**Given instruction:** Pick out each line of the material below that contains the string "thatched" and copy those lines. Treat uppercase and lowercase letters as different.

**Data to process:**
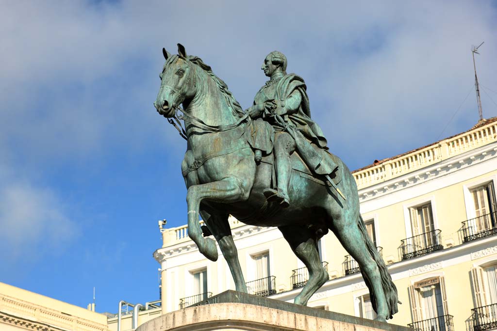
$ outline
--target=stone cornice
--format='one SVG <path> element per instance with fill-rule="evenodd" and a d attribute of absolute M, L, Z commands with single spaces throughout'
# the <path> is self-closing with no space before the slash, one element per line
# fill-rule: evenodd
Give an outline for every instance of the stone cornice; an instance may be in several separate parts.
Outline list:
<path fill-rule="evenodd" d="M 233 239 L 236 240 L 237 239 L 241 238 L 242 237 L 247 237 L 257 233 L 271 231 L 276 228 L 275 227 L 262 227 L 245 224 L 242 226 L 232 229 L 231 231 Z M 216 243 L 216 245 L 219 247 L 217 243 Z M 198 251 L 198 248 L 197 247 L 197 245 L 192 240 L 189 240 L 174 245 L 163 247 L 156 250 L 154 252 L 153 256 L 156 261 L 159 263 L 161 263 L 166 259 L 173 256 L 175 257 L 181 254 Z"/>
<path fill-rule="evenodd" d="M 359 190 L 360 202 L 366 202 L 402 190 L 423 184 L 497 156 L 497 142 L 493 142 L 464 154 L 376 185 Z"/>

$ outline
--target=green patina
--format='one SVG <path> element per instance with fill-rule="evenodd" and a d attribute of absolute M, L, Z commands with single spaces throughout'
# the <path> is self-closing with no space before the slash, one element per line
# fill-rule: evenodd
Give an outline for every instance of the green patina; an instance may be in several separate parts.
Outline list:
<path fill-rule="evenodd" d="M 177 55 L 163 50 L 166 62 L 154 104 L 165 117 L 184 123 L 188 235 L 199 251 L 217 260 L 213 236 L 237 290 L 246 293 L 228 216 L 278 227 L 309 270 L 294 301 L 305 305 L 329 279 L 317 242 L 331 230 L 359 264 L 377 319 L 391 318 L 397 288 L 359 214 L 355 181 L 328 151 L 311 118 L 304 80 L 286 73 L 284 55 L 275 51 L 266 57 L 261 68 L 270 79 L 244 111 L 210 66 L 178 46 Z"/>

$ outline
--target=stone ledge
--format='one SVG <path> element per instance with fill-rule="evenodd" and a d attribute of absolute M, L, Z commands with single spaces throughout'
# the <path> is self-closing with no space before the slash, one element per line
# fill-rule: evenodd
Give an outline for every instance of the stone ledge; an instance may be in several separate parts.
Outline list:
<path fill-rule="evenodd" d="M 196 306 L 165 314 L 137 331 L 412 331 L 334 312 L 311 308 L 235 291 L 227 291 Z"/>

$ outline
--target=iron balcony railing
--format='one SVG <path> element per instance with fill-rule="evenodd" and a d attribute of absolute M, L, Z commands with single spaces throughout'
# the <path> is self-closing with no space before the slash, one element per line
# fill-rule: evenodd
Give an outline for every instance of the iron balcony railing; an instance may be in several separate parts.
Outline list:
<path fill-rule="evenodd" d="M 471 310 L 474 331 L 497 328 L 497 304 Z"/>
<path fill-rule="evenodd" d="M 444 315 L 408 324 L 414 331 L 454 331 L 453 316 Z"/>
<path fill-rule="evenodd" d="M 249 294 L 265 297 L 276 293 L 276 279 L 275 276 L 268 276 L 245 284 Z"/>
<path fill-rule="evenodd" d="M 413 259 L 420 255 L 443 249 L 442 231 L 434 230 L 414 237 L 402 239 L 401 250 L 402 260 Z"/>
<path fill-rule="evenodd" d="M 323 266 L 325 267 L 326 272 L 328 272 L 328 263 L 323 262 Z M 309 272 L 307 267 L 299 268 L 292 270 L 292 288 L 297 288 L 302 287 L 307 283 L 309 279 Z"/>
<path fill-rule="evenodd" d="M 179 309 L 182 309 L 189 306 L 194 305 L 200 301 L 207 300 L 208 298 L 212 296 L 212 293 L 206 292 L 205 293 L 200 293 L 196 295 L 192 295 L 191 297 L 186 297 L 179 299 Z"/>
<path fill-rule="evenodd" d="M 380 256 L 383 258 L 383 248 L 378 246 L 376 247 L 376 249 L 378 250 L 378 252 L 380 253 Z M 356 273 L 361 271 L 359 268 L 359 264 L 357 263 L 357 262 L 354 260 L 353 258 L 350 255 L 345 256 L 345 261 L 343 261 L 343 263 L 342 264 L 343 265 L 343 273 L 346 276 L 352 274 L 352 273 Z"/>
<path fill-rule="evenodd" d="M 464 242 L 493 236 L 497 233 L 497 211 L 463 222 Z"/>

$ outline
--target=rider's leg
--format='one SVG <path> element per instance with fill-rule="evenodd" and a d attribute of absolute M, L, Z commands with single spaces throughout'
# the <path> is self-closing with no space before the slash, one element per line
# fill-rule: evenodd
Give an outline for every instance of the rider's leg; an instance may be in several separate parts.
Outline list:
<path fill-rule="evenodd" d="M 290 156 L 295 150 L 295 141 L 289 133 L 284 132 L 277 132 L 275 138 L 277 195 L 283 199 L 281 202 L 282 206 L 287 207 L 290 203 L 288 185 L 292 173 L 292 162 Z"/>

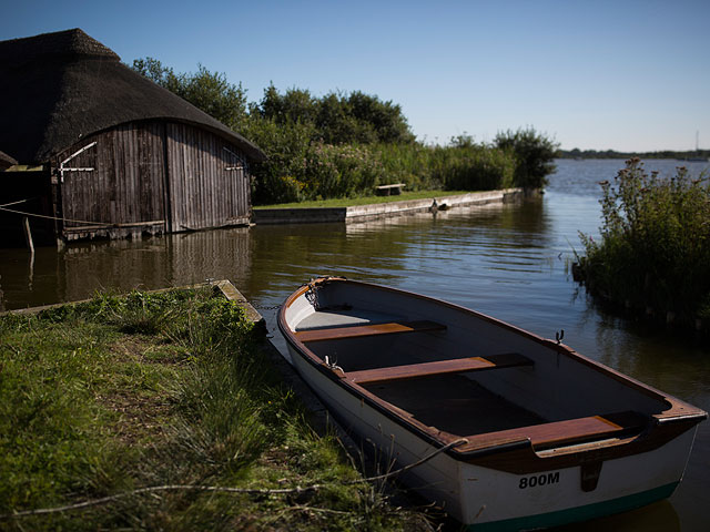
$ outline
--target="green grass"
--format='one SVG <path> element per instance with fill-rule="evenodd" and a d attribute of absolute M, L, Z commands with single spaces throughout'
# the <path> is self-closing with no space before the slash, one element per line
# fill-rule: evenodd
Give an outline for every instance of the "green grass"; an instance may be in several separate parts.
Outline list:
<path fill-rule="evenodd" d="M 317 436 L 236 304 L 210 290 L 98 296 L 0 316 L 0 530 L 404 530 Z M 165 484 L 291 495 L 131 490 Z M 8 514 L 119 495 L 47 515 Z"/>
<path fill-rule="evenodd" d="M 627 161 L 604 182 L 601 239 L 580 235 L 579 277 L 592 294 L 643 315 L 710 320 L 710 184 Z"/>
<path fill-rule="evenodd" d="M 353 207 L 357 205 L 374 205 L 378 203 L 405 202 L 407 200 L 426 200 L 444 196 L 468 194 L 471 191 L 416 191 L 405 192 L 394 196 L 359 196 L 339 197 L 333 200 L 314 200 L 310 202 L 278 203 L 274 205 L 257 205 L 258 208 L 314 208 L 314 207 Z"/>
---
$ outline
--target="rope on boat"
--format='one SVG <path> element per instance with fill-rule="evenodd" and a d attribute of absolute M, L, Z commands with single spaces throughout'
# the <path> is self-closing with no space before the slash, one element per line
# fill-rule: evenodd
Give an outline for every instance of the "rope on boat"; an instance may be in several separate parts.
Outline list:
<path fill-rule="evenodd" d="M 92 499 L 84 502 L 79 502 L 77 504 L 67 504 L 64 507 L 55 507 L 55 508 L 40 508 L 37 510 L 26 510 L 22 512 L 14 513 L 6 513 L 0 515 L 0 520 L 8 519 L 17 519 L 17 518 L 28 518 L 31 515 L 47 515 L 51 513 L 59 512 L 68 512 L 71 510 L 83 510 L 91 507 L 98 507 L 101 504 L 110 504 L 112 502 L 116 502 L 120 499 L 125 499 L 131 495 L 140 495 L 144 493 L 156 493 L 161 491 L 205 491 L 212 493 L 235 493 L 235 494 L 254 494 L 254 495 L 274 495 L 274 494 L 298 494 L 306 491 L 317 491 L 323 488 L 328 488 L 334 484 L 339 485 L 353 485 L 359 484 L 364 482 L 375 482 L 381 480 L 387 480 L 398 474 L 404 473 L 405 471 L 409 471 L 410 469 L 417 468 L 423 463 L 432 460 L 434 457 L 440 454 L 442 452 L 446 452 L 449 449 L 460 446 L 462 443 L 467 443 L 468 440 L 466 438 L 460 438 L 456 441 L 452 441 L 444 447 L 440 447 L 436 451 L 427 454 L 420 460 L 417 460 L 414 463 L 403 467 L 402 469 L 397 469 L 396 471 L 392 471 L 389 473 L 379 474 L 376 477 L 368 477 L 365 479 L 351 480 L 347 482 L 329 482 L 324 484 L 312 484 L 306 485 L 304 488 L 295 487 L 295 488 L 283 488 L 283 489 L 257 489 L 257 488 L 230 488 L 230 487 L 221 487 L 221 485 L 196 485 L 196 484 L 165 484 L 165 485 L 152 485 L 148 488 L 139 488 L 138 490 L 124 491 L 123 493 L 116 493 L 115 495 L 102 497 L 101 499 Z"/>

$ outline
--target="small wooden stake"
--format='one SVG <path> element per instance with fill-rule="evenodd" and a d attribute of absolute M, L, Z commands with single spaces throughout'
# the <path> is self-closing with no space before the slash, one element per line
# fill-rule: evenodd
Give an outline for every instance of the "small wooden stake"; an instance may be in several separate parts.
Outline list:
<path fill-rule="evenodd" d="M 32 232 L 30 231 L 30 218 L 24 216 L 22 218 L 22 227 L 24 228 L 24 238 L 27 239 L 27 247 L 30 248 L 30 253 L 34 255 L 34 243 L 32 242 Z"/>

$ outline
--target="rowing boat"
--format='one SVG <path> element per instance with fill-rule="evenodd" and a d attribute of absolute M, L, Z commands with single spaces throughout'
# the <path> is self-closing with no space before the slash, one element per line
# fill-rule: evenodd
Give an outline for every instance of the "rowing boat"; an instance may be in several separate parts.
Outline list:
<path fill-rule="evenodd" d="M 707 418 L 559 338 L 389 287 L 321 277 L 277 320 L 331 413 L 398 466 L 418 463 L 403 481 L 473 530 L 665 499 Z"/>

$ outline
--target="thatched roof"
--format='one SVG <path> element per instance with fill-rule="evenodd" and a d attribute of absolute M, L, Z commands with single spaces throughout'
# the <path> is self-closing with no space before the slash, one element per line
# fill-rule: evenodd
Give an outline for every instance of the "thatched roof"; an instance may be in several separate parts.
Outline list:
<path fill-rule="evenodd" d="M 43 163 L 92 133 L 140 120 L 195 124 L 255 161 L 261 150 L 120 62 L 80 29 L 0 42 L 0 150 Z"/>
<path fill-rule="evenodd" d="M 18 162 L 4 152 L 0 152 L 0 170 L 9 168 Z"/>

**Final result:**
--target="thatched roof"
Give an outline for every instance of the "thatched roof"; an instance may be in several separate parts.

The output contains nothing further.